## Task to carry out
Reproduce the records starting at the line that contains "# indicate the innermost point of each instance of the thumb" and running to the last line, exactly and in full.

## Data excerpts
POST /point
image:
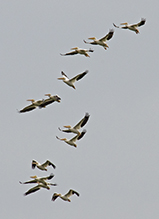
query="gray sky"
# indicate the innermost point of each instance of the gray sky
(115, 166)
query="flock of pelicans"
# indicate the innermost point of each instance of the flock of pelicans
(42, 181)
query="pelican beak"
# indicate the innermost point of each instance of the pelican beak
(124, 23)
(67, 126)
(74, 48)
(33, 177)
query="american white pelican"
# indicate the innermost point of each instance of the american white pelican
(36, 188)
(132, 27)
(78, 51)
(38, 179)
(102, 41)
(71, 81)
(76, 128)
(74, 139)
(66, 196)
(50, 100)
(42, 166)
(32, 106)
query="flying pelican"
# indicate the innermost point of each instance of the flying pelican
(78, 51)
(66, 196)
(42, 166)
(76, 127)
(132, 27)
(50, 100)
(74, 139)
(71, 81)
(38, 179)
(36, 188)
(32, 106)
(102, 41)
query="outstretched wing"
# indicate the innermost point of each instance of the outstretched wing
(108, 36)
(81, 135)
(82, 122)
(142, 22)
(79, 76)
(55, 196)
(28, 108)
(65, 130)
(69, 53)
(48, 163)
(34, 189)
(71, 192)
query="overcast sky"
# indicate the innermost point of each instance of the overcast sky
(115, 167)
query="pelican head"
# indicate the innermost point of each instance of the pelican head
(67, 126)
(92, 38)
(61, 78)
(49, 95)
(63, 139)
(124, 23)
(58, 99)
(74, 48)
(32, 100)
(33, 177)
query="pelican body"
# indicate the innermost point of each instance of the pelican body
(132, 27)
(66, 196)
(102, 41)
(33, 106)
(36, 188)
(42, 166)
(36, 179)
(75, 129)
(74, 139)
(78, 51)
(70, 82)
(50, 100)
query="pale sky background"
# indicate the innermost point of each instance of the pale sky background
(115, 167)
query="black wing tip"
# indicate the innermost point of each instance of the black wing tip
(51, 176)
(91, 50)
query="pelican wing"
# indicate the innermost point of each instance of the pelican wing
(81, 135)
(48, 177)
(70, 53)
(108, 36)
(48, 163)
(28, 108)
(46, 102)
(71, 192)
(55, 196)
(64, 75)
(30, 181)
(82, 122)
(65, 130)
(34, 189)
(142, 22)
(33, 165)
(79, 76)
(124, 27)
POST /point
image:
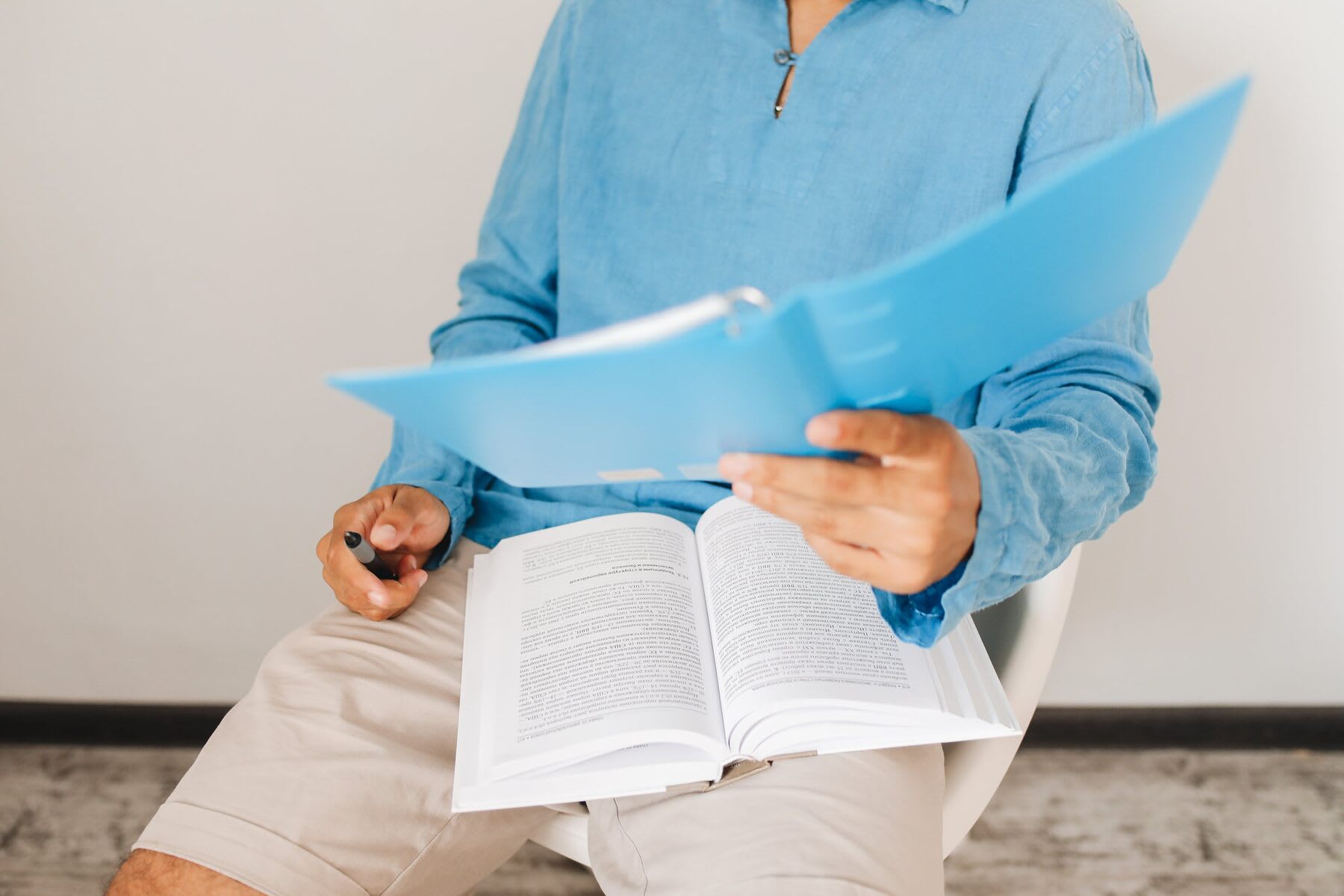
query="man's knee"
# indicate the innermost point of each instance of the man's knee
(149, 874)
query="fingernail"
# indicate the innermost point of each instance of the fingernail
(823, 430)
(734, 465)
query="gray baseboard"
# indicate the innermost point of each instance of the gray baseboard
(1078, 727)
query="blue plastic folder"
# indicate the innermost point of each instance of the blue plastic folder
(663, 396)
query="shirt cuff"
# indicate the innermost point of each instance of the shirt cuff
(925, 617)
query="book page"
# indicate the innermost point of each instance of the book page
(601, 641)
(788, 630)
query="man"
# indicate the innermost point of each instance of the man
(668, 149)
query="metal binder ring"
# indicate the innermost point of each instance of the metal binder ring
(747, 296)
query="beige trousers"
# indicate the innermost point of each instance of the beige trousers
(332, 777)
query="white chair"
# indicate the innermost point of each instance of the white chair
(1021, 635)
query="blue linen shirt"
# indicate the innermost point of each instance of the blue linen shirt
(648, 168)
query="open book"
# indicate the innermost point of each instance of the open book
(628, 655)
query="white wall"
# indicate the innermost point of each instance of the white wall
(208, 206)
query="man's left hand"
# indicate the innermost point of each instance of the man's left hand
(900, 516)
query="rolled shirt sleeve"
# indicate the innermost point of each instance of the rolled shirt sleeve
(508, 289)
(1063, 438)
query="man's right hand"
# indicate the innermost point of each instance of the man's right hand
(403, 523)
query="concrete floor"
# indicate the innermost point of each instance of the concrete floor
(1077, 822)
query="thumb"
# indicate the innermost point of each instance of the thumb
(409, 514)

## Exercise result
# indicate the innermost point of each instance of the thumb
(409, 514)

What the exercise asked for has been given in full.